**Point-per-instance localization data**.

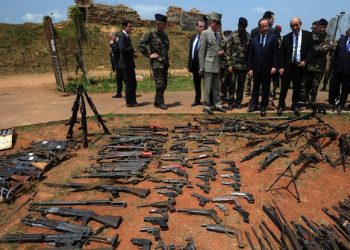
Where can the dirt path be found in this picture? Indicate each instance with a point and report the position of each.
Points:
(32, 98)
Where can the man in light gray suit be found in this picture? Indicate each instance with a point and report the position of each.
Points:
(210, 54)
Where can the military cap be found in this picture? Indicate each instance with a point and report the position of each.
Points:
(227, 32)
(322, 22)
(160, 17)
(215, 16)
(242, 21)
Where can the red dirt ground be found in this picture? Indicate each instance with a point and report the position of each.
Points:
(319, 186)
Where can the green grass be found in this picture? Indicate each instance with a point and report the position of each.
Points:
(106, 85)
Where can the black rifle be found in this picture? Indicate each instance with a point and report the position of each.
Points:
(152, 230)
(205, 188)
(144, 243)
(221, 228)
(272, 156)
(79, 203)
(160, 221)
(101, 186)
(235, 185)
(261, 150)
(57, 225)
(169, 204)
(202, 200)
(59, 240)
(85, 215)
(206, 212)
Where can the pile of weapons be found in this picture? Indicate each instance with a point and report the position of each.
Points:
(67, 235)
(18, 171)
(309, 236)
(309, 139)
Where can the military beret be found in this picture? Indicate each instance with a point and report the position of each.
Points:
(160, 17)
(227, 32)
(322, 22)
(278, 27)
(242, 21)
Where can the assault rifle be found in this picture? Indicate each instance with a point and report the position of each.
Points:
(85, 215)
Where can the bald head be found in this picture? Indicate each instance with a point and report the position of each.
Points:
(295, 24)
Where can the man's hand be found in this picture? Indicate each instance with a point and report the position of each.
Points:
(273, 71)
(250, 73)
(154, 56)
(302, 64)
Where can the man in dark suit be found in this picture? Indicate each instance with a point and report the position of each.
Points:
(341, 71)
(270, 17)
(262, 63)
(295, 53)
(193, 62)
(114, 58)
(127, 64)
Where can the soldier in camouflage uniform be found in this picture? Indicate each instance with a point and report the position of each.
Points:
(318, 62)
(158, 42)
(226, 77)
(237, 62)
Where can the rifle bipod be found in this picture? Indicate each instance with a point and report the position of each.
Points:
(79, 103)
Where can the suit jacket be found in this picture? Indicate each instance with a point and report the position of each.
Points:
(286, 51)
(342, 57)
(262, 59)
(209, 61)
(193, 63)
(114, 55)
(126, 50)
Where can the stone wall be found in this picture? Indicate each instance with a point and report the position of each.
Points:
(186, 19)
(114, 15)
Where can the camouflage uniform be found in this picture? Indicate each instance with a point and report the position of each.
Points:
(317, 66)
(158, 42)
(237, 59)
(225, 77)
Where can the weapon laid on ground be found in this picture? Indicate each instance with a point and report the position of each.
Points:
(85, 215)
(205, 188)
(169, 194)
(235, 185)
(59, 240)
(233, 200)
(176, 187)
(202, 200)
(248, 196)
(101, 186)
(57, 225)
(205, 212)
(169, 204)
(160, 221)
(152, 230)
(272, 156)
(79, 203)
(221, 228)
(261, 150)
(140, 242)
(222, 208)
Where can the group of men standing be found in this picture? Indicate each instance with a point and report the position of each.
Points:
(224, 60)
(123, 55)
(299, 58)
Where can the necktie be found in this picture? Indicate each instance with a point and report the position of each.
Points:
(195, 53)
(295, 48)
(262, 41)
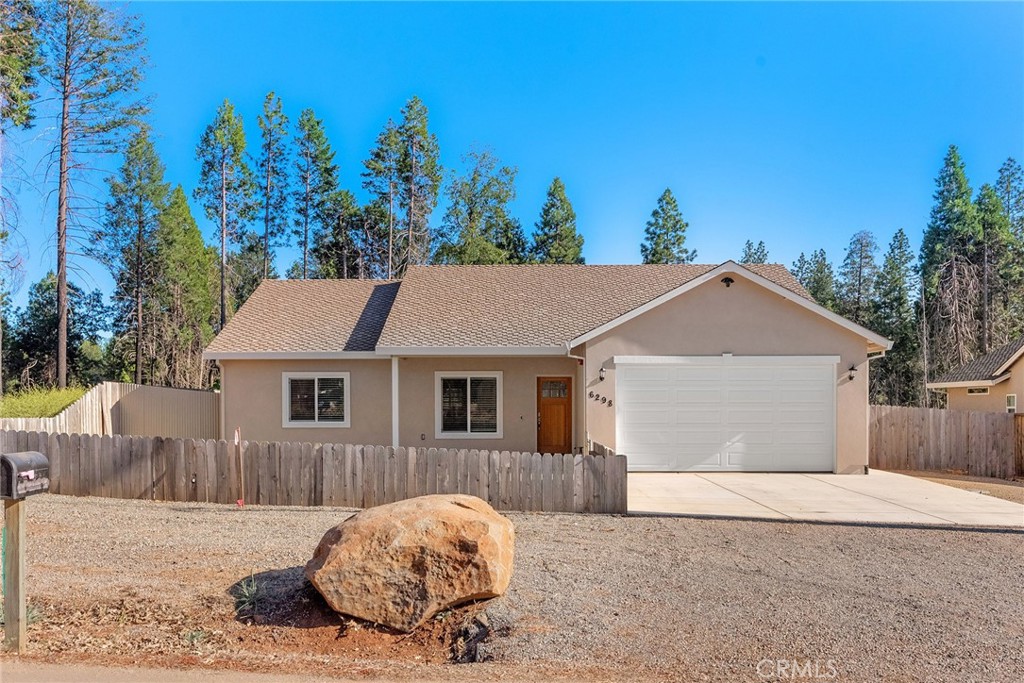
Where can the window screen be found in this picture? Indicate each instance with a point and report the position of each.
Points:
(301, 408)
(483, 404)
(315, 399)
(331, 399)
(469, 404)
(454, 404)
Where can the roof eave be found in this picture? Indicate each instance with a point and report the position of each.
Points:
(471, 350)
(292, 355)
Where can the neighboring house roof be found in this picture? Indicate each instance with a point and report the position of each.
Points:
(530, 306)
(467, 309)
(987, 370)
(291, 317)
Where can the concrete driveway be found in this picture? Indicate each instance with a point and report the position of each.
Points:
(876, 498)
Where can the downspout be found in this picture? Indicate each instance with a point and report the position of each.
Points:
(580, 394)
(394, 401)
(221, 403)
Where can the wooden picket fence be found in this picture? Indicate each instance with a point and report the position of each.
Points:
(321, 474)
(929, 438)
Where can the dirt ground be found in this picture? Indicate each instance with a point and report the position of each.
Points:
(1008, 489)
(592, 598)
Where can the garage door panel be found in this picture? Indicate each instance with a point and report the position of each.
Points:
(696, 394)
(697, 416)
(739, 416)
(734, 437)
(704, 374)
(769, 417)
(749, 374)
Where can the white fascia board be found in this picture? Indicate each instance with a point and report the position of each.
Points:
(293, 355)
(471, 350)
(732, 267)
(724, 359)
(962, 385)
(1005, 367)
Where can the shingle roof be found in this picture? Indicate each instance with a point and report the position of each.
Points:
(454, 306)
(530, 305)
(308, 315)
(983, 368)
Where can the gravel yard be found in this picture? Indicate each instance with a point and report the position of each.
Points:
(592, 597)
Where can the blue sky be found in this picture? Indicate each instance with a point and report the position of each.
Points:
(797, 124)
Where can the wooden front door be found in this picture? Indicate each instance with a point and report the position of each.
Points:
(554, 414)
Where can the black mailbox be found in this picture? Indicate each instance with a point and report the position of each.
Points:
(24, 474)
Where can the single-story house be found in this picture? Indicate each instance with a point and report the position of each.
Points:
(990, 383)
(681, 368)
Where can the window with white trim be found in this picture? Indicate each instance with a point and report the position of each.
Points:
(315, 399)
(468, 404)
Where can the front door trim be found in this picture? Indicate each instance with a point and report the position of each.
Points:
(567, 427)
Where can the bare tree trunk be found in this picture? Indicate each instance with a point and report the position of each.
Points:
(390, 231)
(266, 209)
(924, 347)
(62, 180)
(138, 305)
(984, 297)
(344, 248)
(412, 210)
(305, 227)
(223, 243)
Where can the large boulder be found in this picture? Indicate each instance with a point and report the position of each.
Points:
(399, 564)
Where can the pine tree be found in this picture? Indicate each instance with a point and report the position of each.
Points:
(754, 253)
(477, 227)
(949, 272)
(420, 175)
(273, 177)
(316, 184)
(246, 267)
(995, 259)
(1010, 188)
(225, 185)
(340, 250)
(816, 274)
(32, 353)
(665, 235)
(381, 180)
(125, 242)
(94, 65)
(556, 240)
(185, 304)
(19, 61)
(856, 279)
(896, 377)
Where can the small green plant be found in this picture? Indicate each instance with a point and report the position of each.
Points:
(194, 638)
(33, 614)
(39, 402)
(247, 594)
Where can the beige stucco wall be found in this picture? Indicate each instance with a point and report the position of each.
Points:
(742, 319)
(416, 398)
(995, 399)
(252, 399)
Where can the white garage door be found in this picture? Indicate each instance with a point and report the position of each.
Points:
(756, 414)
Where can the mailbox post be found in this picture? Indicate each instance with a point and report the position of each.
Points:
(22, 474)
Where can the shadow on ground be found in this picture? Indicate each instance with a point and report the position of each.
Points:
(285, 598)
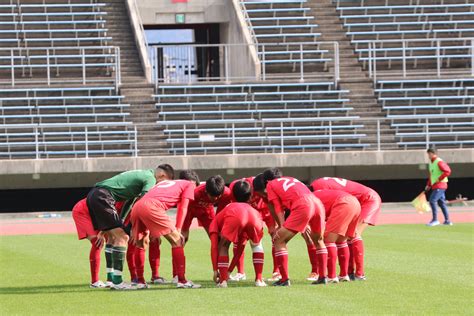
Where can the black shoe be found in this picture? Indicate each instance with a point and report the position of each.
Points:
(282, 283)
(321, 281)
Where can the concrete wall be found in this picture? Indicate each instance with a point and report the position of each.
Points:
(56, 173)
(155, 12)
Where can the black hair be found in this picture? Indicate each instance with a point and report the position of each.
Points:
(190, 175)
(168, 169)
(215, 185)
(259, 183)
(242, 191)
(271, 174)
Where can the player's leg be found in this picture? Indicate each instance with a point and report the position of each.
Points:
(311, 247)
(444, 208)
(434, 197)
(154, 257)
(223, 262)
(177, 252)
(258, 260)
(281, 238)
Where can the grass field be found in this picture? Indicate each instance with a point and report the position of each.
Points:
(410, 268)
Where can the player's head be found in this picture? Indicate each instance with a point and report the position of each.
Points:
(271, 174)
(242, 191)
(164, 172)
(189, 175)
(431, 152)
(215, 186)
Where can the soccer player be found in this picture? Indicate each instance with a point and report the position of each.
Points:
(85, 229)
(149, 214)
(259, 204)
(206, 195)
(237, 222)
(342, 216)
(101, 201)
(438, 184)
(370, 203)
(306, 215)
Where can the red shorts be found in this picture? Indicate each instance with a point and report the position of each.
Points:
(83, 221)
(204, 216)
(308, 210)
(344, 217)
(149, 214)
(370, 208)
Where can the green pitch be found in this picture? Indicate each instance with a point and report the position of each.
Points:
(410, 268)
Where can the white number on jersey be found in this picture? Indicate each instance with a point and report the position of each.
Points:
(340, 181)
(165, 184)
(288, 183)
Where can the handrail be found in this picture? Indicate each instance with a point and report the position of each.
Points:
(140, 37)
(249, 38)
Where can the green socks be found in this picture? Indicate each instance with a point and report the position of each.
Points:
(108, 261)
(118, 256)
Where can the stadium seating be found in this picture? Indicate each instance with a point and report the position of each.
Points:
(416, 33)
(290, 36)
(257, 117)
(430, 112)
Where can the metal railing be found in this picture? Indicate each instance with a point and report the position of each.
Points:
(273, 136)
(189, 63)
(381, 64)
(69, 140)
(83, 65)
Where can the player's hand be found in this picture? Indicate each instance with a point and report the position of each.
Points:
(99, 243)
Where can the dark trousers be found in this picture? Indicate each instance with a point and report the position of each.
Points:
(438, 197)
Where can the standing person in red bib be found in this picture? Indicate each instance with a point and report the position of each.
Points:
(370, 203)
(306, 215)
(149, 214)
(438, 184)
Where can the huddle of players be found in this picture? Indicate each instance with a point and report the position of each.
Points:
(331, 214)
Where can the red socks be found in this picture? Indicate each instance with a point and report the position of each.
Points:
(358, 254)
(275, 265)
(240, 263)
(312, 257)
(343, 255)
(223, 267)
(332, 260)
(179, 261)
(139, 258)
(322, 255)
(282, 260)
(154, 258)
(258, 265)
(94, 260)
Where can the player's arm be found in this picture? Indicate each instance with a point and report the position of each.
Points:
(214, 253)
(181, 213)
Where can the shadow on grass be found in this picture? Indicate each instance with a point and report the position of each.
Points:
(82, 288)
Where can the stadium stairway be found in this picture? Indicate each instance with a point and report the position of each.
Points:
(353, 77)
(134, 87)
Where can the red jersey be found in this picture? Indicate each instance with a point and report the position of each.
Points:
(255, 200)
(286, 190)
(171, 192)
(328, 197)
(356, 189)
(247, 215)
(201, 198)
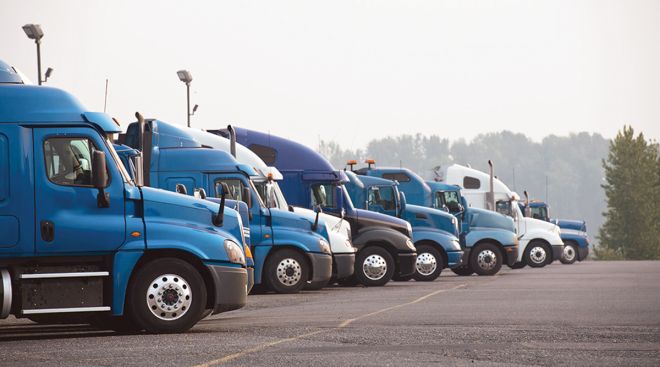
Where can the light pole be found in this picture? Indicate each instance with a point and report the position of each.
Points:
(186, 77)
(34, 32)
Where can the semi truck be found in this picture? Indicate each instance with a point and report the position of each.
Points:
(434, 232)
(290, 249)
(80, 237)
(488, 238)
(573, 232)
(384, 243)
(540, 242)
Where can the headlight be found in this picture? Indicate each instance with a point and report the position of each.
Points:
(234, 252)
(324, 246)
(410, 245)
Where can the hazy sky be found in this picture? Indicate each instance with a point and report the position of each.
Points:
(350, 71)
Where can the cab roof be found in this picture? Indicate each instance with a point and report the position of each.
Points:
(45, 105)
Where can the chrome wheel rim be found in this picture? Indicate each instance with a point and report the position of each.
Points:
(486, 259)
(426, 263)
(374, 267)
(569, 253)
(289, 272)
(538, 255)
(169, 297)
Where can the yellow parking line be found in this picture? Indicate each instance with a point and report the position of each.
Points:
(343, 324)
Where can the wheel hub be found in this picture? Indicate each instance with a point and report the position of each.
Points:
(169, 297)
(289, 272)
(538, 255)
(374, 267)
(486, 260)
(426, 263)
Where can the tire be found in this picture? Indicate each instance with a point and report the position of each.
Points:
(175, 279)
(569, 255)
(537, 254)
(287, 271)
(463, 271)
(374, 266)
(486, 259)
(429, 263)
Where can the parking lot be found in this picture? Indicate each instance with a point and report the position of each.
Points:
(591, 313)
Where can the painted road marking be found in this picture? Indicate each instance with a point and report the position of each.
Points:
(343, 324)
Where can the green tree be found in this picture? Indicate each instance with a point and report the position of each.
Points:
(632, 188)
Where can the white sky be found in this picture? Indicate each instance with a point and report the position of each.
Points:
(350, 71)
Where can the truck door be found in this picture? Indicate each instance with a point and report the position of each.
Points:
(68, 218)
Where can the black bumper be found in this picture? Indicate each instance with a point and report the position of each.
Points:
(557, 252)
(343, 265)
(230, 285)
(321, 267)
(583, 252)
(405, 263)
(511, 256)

**Work request**.
Provide the lines again, unchanged, from where the data above begins through the line containing "Where can the green grass", both ends included, omitting pictures and adding nothing.

**Answer area**.
Where can the dirt path be found in this picture? Indicate each instance with a point and report the position of each.
Points:
(32, 98)
Where can the man in light gray suit be found in this picture? Indicate each instance with a point and report the position of each.
Points:
(210, 54)
Where can the military cap be found in this picture? Indicate each instance with a point and report the position of each.
Points:
(227, 32)
(322, 22)
(160, 17)
(215, 16)
(242, 21)
Where can the red dirt ground be found in this picture? Indicate each instance with a point and report the position of each.
Points:
(319, 186)
Where can the green grass be found in this picture? Indicate each instance with a point and report the position of each.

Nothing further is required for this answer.